Reproduce the records below exactly; the images should not appear.
============================================================
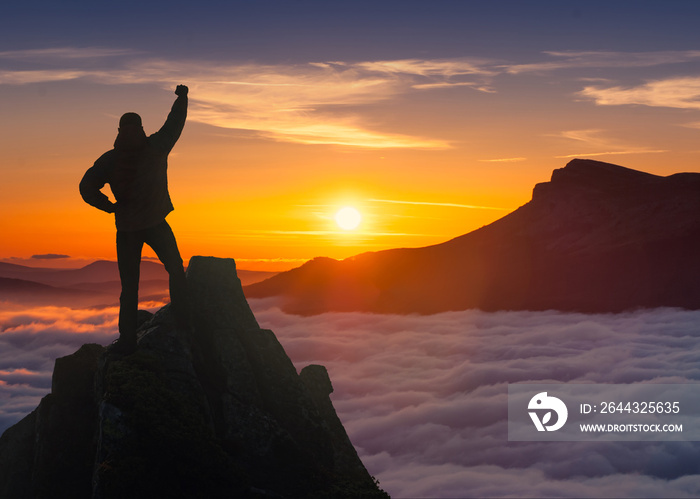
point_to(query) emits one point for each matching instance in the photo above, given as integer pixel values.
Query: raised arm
(172, 128)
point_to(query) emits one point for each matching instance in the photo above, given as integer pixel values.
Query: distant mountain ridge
(94, 284)
(597, 237)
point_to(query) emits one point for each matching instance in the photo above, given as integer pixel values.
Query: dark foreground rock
(218, 413)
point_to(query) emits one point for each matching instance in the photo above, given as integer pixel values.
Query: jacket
(138, 178)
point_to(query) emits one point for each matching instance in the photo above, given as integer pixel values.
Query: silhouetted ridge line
(597, 237)
(216, 412)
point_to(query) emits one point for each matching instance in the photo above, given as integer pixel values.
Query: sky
(430, 118)
(424, 398)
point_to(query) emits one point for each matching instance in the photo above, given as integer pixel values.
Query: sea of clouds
(424, 398)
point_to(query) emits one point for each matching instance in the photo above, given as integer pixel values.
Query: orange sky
(426, 144)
============================================================
- [ANSWER TO THE EXERCISE]
point_to(query) emits one point for each matching instance in the photo above, given as integer pixel values.
Query: raised arm
(172, 128)
point_to(query) emits one point for each matching instance in the photo above, given as integer pixel values.
Query: distant mountain ridge
(94, 284)
(597, 237)
point_to(query) emits one point for each matching instance in the photo above, given as integer pixel values.
Query: dark foreground rock
(218, 413)
point_to(query) emits one point for each matching instance in the photo above, given as integer pixel values.
Query: jacket
(138, 178)
point_to(query) emits one point for each matching instance in the photo above, given as integer pixel values.
Query: silhouetted ridge line
(597, 237)
(216, 412)
point_to(query) emits one point for each matching instance in the photo above, given as integer pixel values.
Query: sky
(430, 118)
(424, 398)
point_to(query) emits one point for each matching instance in the photo above, given as integer pixel values.
Query: sea of clouds
(424, 398)
point_to(query) emits one point for each matching instance in the photo above, given as integer pixel values.
Query: orange sky
(426, 144)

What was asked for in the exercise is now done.